• [AIM 1]:
Return every line of the records below that contains the string "lips".

• [EXTRACT]:
══════

Erol Sabanov (born 16 May 1974) is a German former footballer of Turkish Bulgarian origin who played as a goalkeeper. He is currently the assistant manager and goalkeeper coach of Stuttgarter Kickers.

Career
Of Turkish descent, Sabanov began his career with VfR Aalen, and spent nine years playing for the first-team, in the Oberliga Baden-Württemberg and later the Regionalliga Süd after the club won promotion in 1999. In 2002, he signed for 1. FC Saarbrücken, with whom he won promotion to the 2. Bundesliga in 2004. He played the first two matches of the 2003–04 season at this level, but lost his place to Peter Eich, and left the club in November 2004. In January 2005, Sabanov signed for Jahn Regensburg, where he spent eighteen months, leaving in 2006 after the club were relegated from the Regionalliga Süd. He spent a year with SSV Reutlingen, serving as understudy to Marco Langner, before joining 1. FC Heidenheim of the Oberliga Baden-Württemberg in 2007.

══════

• [LISTED RECORDS]:
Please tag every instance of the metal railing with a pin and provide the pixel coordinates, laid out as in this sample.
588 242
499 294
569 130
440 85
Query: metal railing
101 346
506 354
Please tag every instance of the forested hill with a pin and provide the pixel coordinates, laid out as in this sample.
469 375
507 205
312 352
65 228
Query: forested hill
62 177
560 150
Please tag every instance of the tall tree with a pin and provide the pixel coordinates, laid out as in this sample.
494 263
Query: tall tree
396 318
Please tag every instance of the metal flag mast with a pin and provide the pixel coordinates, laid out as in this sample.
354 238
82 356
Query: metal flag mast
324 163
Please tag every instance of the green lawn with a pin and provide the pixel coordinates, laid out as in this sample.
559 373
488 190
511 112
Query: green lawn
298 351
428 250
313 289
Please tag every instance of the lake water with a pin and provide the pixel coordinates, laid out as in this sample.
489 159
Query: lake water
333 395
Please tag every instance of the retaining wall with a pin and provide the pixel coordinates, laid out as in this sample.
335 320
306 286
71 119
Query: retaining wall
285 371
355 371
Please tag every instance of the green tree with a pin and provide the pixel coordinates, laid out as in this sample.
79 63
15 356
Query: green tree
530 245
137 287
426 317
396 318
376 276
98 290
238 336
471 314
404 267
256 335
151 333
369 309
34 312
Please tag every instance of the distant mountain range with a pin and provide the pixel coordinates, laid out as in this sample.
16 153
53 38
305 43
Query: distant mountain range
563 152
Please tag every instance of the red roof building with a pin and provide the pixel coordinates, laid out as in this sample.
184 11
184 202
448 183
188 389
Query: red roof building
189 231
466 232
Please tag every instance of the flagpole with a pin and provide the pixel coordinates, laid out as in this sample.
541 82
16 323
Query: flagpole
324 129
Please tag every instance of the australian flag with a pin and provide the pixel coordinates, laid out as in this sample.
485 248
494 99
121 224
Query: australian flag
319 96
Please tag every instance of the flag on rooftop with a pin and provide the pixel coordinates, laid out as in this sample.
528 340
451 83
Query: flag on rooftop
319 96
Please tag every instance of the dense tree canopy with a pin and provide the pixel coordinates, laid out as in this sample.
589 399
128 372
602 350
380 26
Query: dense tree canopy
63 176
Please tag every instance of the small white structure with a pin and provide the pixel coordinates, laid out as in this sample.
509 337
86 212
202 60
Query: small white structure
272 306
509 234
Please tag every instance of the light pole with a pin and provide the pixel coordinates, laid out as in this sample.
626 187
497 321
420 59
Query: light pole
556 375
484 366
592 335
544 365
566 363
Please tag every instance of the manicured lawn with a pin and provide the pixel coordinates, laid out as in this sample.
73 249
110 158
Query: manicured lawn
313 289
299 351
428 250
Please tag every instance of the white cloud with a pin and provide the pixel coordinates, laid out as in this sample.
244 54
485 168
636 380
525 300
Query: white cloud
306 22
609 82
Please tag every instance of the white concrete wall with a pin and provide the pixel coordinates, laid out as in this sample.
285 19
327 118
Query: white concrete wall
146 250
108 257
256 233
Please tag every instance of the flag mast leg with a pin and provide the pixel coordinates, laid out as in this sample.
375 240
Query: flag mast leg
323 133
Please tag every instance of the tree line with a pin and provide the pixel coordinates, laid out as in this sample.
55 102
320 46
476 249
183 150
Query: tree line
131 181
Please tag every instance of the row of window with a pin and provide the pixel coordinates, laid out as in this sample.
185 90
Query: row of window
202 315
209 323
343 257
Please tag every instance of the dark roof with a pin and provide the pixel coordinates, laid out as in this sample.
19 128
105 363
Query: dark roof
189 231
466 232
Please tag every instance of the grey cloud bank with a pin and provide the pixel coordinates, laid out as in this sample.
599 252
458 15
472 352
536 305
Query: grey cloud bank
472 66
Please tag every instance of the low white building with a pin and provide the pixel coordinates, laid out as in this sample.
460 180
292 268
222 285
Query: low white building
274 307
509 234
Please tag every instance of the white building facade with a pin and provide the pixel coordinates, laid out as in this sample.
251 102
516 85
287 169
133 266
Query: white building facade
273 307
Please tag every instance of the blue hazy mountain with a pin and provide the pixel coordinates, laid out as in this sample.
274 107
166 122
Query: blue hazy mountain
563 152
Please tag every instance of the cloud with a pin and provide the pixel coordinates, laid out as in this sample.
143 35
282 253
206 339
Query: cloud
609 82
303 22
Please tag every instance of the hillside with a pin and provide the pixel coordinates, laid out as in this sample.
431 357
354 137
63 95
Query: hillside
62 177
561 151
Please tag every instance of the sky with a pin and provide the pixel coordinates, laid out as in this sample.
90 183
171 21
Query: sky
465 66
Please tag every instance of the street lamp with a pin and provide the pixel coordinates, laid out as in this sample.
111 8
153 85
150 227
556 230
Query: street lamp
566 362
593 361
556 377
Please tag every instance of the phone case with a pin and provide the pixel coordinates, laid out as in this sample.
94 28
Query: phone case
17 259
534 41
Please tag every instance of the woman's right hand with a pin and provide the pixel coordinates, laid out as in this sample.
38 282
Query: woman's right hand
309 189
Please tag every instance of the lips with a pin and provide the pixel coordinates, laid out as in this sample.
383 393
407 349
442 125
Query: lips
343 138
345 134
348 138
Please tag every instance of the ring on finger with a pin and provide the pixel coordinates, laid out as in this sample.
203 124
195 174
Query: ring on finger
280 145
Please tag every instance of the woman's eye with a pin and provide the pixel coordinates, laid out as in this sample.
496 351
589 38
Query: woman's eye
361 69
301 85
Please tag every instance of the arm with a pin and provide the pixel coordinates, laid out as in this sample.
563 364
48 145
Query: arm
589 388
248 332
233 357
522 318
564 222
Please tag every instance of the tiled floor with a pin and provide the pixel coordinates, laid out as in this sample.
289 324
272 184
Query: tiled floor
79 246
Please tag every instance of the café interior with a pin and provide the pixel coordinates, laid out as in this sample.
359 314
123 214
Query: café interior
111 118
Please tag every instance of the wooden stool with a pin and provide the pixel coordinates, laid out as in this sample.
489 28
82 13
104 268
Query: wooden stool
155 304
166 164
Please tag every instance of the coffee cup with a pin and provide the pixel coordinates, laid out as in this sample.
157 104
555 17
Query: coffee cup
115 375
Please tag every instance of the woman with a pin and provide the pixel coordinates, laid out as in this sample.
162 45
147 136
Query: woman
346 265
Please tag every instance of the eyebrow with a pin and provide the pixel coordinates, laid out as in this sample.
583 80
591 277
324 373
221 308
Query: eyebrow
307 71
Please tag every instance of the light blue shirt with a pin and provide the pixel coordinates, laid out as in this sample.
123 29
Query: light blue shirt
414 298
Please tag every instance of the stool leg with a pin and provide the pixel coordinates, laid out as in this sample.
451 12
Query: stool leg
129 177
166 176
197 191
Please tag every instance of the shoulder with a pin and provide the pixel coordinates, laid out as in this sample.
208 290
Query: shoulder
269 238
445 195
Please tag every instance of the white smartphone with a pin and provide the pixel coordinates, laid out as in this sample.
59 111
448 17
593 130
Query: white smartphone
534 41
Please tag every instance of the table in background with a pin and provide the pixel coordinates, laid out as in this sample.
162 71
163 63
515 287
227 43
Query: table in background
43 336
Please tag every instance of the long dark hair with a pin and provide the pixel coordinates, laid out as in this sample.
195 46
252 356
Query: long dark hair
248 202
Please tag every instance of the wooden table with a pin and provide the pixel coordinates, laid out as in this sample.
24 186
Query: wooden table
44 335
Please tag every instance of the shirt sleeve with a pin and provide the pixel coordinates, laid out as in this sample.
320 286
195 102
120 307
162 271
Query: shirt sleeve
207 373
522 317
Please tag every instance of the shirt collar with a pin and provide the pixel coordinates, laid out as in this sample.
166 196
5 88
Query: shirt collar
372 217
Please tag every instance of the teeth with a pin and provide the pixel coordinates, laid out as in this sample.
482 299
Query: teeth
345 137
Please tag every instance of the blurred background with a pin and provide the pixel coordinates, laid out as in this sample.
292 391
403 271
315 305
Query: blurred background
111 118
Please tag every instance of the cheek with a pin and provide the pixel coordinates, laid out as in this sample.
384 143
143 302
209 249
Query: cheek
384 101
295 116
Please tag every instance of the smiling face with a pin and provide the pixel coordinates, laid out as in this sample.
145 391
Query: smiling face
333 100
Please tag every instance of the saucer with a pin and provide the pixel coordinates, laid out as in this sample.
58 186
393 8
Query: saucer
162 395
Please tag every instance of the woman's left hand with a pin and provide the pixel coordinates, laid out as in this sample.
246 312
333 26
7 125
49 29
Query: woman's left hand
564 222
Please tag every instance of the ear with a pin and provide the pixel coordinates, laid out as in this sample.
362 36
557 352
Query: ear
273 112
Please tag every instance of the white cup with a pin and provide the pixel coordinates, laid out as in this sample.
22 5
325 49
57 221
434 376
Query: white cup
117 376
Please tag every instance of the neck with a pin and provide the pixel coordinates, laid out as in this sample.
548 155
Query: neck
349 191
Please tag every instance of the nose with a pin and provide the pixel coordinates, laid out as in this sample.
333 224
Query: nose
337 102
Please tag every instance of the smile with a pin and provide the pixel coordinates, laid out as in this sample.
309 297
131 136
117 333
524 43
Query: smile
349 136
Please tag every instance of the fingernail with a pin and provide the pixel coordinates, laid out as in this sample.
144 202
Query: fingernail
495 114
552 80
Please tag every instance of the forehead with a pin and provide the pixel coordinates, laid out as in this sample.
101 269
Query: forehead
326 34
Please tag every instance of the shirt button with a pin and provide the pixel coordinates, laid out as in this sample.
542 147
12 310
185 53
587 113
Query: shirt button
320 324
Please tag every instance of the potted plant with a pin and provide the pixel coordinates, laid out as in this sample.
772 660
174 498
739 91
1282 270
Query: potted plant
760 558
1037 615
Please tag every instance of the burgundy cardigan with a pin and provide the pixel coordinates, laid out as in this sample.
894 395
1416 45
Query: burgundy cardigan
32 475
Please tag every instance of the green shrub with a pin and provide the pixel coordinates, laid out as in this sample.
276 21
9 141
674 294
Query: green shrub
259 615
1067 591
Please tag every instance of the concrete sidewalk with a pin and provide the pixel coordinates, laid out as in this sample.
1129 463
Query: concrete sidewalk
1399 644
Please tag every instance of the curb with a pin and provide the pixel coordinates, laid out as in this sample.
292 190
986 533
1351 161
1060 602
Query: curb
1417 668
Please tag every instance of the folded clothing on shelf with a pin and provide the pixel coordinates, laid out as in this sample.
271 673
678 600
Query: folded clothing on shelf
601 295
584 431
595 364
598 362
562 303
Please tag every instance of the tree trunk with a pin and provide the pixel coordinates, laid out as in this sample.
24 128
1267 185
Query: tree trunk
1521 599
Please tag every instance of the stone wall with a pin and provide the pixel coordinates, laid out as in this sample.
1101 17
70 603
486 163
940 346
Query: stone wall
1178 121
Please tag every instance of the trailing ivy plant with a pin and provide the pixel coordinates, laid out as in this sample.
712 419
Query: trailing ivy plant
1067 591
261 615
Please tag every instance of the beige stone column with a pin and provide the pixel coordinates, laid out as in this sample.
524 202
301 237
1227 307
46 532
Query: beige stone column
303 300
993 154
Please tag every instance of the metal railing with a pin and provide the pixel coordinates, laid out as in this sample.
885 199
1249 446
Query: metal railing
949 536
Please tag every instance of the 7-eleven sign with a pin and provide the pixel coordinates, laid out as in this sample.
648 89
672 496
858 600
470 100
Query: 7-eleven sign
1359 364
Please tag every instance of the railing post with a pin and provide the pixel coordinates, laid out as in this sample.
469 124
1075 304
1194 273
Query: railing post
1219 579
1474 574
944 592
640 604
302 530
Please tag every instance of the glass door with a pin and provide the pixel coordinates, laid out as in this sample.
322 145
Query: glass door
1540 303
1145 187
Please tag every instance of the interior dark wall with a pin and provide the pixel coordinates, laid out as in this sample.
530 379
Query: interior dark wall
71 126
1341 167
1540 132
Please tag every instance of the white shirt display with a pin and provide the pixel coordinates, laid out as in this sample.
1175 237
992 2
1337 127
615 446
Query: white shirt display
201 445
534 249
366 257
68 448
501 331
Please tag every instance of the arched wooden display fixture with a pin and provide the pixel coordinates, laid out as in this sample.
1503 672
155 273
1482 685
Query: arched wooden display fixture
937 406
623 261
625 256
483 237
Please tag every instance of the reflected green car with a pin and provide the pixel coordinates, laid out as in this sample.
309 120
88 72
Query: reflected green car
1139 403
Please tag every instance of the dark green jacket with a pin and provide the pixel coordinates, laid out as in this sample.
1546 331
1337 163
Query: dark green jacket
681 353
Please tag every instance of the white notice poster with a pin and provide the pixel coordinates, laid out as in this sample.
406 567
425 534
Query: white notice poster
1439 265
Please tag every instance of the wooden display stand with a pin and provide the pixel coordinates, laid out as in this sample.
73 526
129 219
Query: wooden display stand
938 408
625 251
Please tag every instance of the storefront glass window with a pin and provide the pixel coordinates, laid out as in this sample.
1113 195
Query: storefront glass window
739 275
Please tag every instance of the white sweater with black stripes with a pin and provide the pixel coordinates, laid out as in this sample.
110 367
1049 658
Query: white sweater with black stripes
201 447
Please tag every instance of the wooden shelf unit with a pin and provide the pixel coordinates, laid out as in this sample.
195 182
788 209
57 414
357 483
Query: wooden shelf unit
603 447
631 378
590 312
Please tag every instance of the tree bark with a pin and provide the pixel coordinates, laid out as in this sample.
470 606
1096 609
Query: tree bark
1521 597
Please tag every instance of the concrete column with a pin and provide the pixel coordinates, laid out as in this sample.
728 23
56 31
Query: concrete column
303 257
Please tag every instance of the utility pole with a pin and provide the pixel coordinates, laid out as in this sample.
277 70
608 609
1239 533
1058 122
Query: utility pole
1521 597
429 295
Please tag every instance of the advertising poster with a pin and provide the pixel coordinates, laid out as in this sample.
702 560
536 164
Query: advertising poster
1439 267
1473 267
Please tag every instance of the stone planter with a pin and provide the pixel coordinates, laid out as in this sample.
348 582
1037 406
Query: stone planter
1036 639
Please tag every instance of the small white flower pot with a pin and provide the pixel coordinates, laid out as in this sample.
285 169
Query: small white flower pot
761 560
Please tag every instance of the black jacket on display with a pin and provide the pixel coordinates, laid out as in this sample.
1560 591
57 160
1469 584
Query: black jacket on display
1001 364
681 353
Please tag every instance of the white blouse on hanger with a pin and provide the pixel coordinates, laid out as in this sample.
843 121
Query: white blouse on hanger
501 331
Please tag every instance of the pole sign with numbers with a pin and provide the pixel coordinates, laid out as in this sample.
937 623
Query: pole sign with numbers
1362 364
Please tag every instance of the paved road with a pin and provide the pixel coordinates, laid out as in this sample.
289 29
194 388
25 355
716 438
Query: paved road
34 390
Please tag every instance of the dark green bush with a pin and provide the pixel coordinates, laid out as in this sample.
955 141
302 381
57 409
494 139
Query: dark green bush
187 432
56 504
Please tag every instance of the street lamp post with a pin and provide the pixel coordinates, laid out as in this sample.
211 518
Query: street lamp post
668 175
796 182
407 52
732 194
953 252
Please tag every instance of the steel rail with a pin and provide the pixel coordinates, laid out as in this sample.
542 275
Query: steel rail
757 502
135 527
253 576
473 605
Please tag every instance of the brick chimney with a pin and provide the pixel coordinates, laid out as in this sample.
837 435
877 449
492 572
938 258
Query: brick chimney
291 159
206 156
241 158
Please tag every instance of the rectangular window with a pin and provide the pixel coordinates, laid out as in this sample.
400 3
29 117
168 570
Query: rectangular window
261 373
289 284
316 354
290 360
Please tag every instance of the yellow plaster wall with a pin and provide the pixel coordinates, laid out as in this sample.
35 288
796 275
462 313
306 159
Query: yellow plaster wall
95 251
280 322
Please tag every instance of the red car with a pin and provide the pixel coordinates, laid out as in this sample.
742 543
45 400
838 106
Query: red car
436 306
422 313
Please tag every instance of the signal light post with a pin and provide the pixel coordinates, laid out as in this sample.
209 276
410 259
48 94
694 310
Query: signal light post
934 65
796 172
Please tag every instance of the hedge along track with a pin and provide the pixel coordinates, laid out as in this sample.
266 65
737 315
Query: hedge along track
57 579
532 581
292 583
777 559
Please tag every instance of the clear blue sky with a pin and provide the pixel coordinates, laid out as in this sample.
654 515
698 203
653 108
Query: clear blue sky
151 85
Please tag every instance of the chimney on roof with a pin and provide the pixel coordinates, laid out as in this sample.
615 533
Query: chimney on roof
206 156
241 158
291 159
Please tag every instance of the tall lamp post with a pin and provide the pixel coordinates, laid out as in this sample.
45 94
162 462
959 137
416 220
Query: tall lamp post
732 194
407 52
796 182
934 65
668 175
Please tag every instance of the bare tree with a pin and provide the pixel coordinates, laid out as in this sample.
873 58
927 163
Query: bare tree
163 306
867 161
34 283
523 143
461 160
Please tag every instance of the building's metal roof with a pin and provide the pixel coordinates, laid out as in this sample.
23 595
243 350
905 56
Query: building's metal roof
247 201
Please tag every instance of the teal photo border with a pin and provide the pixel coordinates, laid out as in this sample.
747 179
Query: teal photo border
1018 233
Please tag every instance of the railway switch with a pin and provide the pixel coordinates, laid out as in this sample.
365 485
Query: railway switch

══════

• [AIM 2]:
In the text about Erol Sabanov, which club did he sign for in January 2005?

• [WRITTEN SOLUTION 1]:
Please tag every instance of the lips with a pin and provide the pixel coordinates, laid out as in this sample.
Query: lips

• [WRITTEN SOLUTION 2]:
Jahn Regensburg